BEGIN RECORDS SUPPLIED

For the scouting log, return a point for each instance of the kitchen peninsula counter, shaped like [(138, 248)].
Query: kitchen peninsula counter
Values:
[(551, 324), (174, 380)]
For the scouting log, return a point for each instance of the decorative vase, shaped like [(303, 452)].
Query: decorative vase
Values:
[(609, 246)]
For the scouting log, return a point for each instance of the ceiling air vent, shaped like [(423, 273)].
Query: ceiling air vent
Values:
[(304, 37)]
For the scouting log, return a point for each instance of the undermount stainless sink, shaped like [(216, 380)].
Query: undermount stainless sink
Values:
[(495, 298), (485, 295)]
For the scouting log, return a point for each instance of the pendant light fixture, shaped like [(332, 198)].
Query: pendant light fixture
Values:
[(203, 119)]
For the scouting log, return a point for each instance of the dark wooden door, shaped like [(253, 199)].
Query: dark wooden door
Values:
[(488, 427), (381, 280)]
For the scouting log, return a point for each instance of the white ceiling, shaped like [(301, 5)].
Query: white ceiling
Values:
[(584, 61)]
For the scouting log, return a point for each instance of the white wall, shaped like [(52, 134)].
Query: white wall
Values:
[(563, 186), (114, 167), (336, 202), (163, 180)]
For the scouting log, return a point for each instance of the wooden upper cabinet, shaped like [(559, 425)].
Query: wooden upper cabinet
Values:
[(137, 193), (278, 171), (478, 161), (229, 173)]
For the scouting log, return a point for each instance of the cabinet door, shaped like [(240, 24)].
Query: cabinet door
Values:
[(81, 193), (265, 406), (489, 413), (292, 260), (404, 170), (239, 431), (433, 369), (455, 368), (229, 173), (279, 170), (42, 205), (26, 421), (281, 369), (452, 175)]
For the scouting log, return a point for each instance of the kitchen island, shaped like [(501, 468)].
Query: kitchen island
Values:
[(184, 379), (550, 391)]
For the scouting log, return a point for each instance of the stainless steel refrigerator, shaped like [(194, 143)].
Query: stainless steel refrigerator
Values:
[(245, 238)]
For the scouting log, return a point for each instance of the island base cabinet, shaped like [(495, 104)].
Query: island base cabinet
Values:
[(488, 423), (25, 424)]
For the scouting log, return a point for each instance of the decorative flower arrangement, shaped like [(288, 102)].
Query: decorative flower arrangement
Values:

END RECORDS SUPPLIED

*SHORT PROBLEM*.
Copy out all of the lines above, putting "inventory sheet" in place of every "scouting log" and leaving the rest untouched.

*FINISHED ANSWER*.
For the inventory sheet, return a point for each instance of the kitchen peninsula counter, shaped like [(138, 248)].
Query: kitchen peninsula counter
Values:
[(551, 324), (174, 380)]
For the inventory sheet, return a point for each instance of the decorative vase, shaped like [(303, 452)].
Query: decorative vase
Values:
[(609, 246)]
For the inventory sheet, return a point for each instance of the ceiling air vent, shaped like [(423, 273)].
Query: ceiling air vent
Values:
[(304, 37)]
For the inventory sheet, return a point for each instance of the undermount stainless sink, shaped like [(216, 380)].
Query: undermount stainless sink
Values:
[(495, 298), (485, 295)]
For the inventory sheet, return a point for each instance of the pendant light fixture, shaped like [(332, 198)].
Query: pendant light fixture
Values:
[(203, 119)]
For the inventory sheet, return a point for each instance of the dark wooden door, shaped like [(253, 199)].
Query: dark wooden door
Values:
[(488, 427), (381, 280)]
For the inventory sheet, return a point for each instance of the white ceiling, shaped like [(301, 5)].
Query: white ceiling
Values:
[(584, 61)]
For the inventory sheet, return a point for each instance of the white wall, shaped like [(52, 134)].
Query: white wall
Values:
[(563, 186), (114, 167), (336, 202), (163, 180)]
For the inventory sheet, return a point for each instance of the wooden upper cabinet, shaped like [(559, 425)].
Query: wooden upper cabinet
Values:
[(137, 193), (278, 171), (478, 161), (229, 173)]
For the inventory sheet, return a point for each instance of the cabinet door, shaped like [(240, 24)].
Query: cabinet door
Values:
[(81, 193), (265, 406), (489, 413), (292, 260), (404, 170), (239, 431), (433, 369), (455, 368), (229, 173), (279, 170), (42, 205), (26, 421), (281, 369), (452, 175)]
For the inventory sheet, return a point for each instance of the kitchen island, shaped like [(501, 468)].
Query: kitchen island
Values:
[(184, 379), (550, 391)]
For the inventory sheet, return a point for each instance of the stainless steel refrigerator, shaped like [(194, 143)].
Query: stainless steel refrigerator
Values:
[(245, 238)]
For the inventory sheet, return a point for each instance of the island base cabinet, shaped like [(495, 104)].
Query: island base cabinet
Values:
[(488, 423), (25, 424)]
For the inventory sheet, return a point for each instance of the decorative flower arrangement, shaped like [(288, 102)].
Query: decorative flower arrangement
Values:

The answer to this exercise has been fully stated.